Nicolas Bouvier, quelque part dans les années 50. Keystone Archive

Dense activité éditoriale autour de l'écrivain genevois. L'auteur de «L'Usage du monde» est au cœur de trois ouvrages parus presque en même temps.

Tandis que Zoé publie un essai «L’Oreille du voyageur», et Le Bec en l’air un livre de photographies, Payot sort une attachante biographie «L’Oeil qui écrit», signée François Laut.

Nicolas Bouvier: une montagne à gravir. Par quel versant la prendre? Par le plus fou, le plus passionnant aussi, le versant intime.

L’intime, ce sont les carnets et les cahiers de l’écrivain, sa dense correspondance, notamment avec son meilleur ami, le peintre genevois Thierry Vernet, compagnon de route et de vie.

L’intime c’est aussi le milieu familial érudit et grand-bourgeois dans lequel l’auteur genevois a grandi. Plus tard, ce sera Eliane l’épouse aimante, «une spécialiste du silence attentif, intelligent, narquois».

L’intime c’est enfin l’envie mystique de «l’Ailleurs», du néant et de la plénitude. «L’homme se veut nomade, l’écrivain est sédentaire». Comment concilier les deux: Bouvier le voyageur et Bouvier l’artisan qui sculpte des mots dans son atelier ? «Le conflit est douloureux», car il s’enracine, là aussi, dans l’intime.

C’est donc «dans la peau» que François Laut s’en ira chercher l’identité de Bouvier. Si tant est que le mot identité puisse signifier quelque chose quand on reste aussi insaisissable que Nicolas.

«Mieux que Flaubert»

François Laut sort donc chez Payot «L’œil qui écrit». Une biographie de Bouvier conçue avec amour et conviction par un homme lui aussi romancier qui a connu Bouvier de son vivant.

..........

▶ Consignes:
(1) Recopiez mot pour mot le passage de l'extrait sur Nicolas Bouvier, de «François Laut sort» à «de son vivant.».
(2) Dans l'extrait sur Nicolas Bouvier, qui est présenté comme le meilleur ami de l'écrivain ?
Les données ne sont pas utiles pour cet exercice.

..........

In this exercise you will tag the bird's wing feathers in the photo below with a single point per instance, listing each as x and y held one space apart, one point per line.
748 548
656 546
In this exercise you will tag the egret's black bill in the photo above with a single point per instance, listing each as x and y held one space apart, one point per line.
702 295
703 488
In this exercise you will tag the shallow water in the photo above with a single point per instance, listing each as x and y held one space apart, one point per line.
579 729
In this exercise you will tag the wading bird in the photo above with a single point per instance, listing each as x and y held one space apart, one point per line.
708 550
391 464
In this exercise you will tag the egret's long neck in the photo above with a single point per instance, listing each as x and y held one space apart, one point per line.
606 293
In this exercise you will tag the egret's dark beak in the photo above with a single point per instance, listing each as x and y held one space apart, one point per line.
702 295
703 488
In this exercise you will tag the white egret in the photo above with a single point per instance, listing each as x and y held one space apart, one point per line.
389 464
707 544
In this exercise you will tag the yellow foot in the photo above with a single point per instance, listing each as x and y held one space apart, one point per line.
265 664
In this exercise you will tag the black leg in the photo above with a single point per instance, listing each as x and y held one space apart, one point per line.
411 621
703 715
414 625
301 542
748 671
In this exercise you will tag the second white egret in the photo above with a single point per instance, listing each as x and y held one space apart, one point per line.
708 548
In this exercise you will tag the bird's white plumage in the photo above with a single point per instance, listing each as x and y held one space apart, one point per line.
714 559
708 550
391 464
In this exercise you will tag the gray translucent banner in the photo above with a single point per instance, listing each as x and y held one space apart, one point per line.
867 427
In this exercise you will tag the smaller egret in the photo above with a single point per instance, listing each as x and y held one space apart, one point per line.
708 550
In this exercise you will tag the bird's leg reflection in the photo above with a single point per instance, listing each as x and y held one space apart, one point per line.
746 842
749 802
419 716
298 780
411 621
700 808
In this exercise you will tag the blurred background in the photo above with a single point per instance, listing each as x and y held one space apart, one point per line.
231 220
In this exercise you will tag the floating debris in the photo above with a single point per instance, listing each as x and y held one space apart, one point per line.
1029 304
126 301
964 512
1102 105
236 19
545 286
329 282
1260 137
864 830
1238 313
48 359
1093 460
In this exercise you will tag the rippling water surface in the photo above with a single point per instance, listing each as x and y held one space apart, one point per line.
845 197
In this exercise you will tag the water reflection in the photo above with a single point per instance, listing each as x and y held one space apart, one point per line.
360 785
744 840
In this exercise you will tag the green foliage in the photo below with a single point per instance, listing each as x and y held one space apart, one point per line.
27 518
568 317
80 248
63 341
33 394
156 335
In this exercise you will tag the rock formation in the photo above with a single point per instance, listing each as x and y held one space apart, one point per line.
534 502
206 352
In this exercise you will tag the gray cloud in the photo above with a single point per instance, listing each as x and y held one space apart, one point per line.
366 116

..........

▶ Corrigé:
(1)
François Laut sort donc chez Payot «L’œil qui écrit». Une biographie de Bouvier conçue avec amour et conviction par un homme lui aussi romancier qui a connu Bouvier de son vivant.

(2) Le peintre genevois Thierry Vernet.